=== Short exercise ===
Reproduce all entries precisely as they are written.

Object point labels

——————————

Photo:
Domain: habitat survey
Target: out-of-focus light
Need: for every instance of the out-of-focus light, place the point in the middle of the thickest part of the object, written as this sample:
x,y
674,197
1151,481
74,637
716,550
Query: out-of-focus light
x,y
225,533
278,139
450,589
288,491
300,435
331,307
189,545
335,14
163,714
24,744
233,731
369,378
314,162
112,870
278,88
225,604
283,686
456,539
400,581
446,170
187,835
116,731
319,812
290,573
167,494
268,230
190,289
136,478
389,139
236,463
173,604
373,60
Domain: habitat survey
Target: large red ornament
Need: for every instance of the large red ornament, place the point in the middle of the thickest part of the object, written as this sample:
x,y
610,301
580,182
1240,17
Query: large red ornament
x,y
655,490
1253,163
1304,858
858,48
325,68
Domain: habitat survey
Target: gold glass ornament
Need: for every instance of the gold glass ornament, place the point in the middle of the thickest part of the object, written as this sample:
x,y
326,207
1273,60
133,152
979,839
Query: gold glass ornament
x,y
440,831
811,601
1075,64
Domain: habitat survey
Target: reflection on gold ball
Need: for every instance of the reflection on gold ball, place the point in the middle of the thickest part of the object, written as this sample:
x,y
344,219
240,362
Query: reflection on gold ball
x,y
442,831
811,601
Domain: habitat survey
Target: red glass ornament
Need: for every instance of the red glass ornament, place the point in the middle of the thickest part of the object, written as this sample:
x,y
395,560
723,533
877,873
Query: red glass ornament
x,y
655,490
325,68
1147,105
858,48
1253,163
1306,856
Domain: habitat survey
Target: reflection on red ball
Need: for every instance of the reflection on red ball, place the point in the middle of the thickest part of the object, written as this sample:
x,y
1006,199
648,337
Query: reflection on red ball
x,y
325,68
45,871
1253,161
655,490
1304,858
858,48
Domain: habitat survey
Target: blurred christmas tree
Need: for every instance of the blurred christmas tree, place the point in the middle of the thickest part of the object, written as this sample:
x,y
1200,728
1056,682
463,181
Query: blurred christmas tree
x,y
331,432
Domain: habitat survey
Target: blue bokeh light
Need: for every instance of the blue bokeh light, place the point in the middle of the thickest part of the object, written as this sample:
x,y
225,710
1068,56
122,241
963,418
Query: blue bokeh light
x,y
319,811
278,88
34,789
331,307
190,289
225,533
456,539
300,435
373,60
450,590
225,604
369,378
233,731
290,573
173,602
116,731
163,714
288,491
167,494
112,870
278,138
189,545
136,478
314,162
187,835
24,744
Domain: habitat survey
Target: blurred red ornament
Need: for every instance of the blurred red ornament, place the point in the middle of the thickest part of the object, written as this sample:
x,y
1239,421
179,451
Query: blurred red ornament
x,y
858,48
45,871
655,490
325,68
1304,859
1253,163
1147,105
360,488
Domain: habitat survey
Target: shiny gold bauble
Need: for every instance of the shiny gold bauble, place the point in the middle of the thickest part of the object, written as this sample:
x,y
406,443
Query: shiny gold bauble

——————————

=== Answer to the task ===
Photo:
Domain: habitat survey
Target: out-of-focus light
Need: for every instance of the out-of-focus light, place the point in the middle of the thickest part of the object, written as this sample:
x,y
674,197
1151,481
74,637
716,550
Query: out-of-focus light
x,y
225,533
278,139
450,589
288,491
300,435
331,307
189,545
335,14
163,714
24,744
233,731
369,378
314,162
112,870
278,88
225,604
283,686
456,539
400,581
446,170
187,835
116,731
319,812
290,573
167,494
268,230
190,289
136,478
389,139
236,463
173,604
373,60
Domain: habitat survey
Target: large red ornament
Need: for every instance of the large red ornament, place the point in the middle of the thickest part of the object, written as this sample:
x,y
610,301
580,182
1240,17
Query: large red ornament
x,y
655,490
1253,163
1304,858
858,48
325,68
Domain: habitat survey
Target: gold glass ornament
Need: for every instance of the gold glass ornament, place the point in the middle of the thickest part of the object, written as this sample:
x,y
326,207
1273,60
133,152
979,839
Query: gold glass ornament
x,y
440,831
811,601
1075,64
Domain: habitat survey
Target: reflection on gold ball
Need: for every instance of the reflection on gold ball, place the point in the middle of the thickest part of the object, written as this sample:
x,y
344,219
240,362
Query: reflection on gold ball
x,y
442,831
811,601
Domain: habitat survey
Target: red glass ornament
Need: for every instance of the red glass ornament, place the point in the middle of the thickest part of the object, written as this sample:
x,y
395,560
723,533
877,873
Query: red glass ornament
x,y
655,490
325,68
1147,105
858,48
1253,163
1306,856
Domain: habitat survey
Target: reflection on red ball
Need: for every instance of the reflection on red ball, place the point in the middle of the thickest part of the object, written as this sample:
x,y
1006,199
648,337
Query: reflection on red ball
x,y
325,68
45,871
1253,161
655,490
1304,858
858,48
Domain: habitat survey
Target: blurred christmas tree
Need: for every instance of the blurred christmas tree, place the point in the middle of the thickest part of the object, written as this sample:
x,y
1200,728
1056,682
463,181
Query: blurred christmas tree
x,y
331,432
Domain: habitat survey
Target: blue bokeh light
Need: for every instance of the blue bokeh light, place the point in the middle of the thickest part of the object, written as this sample:
x,y
225,710
1068,56
122,241
963,418
Query: blue bokeh light
x,y
319,811
278,88
34,789
331,307
190,289
225,533
456,539
300,435
373,60
450,590
225,604
369,378
233,731
290,573
173,602
116,731
163,714
288,491
167,494
112,870
278,138
189,545
136,478
314,162
187,835
24,744
Domain: habitat survey
Target: blurred red ornament
Need: for every instance of the blurred red ornament, place the point in the middle of the thickest part of the object, written as this sample:
x,y
1239,421
179,451
Query: blurred red ornament
x,y
858,48
45,871
655,490
325,68
1304,859
1253,163
1147,105
360,488
Domain: habitat survey
Target: shiny gold bauble
Need: for every instance of the shiny gold bauble, place the point in the middle of the thickest part of the object, written as this sample:
x,y
406,443
Query: shiny gold bauble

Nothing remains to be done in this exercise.